Activity → Retype the stretch of the post on fears and thankfulness from "Tonight it all hit" through "Marathon, understanding decreases.", keeping every word and punctuation mark unchanged.

Segment Start: Given text

Sunday, December 8, 2013

Fears and Thankfulness.


You don’t understand and for that I am thankful.

                Early this weekend while chit chatting with friends, I admitted to one of my biggest fears- not being understood.  Yet today I sit here realizing that my biggest fear is one of my biggest praises.

                It hits me every so often.  Normally something triggers it; a picture, a Facebook post, a similar story. Then I process. I process that my brother had cancer for four years. I process the rollercoaster of my childhood and parts of me ache in ways that I can’t even describe. Alas I am reminded of the fact that my brother annoys me. How awesome is that? I have annoyance in my life, instead of emptiness. My brother is healthy and alive and annoying! I wouldn’t ask for it to be any other way. The Lord was faithful with Matt’s healing.

                Tonight it all hit me, thanks to a Facebook post about Thon. While my roommate silently rubbed my arm and held me while I sobbed, I unsuccessfully tried to communicate my feelings.  Her response was, “I know I don’t understand, but I love you.”

                And that is when my biggest fear turned into a blessing. I am so thankful that Hannah doesn’t understand and I pray that she never will. I am thankful that because of dedicated doctors and nurses, less people can relate to my experience. I am grateful that because of Penn State Dance Marathon, understanding decreases.

Cancer is ugly. Misunderstanding is beautiful.

Segment End: Given text
Segment Start: Provided material

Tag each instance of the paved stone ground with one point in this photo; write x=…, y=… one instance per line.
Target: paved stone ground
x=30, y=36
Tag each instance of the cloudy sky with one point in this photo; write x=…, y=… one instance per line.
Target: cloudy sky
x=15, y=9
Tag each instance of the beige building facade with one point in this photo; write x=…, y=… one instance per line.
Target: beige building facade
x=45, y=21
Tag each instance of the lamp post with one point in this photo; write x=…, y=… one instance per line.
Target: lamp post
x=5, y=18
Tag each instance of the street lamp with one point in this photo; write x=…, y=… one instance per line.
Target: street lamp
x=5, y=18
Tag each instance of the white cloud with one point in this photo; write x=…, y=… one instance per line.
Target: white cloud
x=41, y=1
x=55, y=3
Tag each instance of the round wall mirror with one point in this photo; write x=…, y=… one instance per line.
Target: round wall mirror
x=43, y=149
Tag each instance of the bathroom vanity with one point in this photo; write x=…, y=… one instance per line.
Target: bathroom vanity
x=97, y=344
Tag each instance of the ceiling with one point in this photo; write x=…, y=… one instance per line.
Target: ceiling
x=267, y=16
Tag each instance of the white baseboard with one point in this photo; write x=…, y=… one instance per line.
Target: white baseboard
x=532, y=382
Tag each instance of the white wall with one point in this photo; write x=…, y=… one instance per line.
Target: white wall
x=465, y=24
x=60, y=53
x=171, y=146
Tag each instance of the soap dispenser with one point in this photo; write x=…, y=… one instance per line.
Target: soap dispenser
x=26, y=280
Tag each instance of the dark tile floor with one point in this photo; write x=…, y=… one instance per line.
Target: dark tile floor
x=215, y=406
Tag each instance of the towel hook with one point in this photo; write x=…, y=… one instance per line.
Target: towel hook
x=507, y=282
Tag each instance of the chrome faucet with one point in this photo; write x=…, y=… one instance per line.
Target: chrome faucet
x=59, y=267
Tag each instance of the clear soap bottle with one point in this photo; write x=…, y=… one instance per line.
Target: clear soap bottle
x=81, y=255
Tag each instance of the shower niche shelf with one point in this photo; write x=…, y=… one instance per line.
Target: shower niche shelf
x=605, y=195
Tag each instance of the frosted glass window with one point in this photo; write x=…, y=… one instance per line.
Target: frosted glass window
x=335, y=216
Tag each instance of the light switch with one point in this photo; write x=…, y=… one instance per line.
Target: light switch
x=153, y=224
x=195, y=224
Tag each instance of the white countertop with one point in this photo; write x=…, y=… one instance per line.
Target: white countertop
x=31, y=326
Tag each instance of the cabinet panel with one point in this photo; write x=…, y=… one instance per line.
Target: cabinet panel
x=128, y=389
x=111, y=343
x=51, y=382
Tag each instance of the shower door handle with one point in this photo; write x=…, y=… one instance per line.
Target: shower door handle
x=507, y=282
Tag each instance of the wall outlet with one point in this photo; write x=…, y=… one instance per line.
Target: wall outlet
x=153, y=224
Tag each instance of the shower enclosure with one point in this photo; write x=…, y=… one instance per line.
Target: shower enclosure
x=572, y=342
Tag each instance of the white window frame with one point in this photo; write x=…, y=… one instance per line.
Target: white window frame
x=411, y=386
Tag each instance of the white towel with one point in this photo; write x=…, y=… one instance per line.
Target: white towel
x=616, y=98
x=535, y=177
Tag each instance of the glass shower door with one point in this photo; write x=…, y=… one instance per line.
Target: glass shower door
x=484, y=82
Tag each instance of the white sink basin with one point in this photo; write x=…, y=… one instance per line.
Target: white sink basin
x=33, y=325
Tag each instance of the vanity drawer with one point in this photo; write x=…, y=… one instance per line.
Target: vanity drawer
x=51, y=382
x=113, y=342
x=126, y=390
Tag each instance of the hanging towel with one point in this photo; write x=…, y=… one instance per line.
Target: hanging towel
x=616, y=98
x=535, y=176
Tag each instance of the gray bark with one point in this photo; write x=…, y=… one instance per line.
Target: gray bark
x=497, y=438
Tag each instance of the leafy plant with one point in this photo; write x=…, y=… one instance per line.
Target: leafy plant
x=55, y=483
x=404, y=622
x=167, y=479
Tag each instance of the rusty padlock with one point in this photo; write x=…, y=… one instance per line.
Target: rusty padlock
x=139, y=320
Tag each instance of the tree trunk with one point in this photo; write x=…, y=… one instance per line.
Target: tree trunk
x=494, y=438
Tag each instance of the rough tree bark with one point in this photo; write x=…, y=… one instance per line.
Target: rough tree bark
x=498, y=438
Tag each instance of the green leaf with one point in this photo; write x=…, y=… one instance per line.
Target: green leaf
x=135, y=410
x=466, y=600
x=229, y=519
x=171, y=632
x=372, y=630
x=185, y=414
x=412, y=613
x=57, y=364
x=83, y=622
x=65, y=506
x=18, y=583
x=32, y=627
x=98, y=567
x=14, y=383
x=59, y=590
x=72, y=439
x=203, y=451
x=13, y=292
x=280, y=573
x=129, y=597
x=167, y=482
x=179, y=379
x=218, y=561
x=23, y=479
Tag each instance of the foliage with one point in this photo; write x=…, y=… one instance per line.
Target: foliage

Segment End: Provided material

Your response →
Tonight it all hit me, thanks to a Facebook post about Thon. While my roommate silently rubbed my arm and held me while I sobbed, I unsuccessfully tried to communicate my feelings.  Her response was, “I know I don’t understand, but I love you.”

                And that is when my biggest fear turned into a blessing. I am so thankful that Hannah doesn’t understand and I pray that she never will. I am thankful that because of dedicated doctors and nurses, less people can relate to my experience. I am grateful that because of Penn State Dance Marathon, understanding decreases.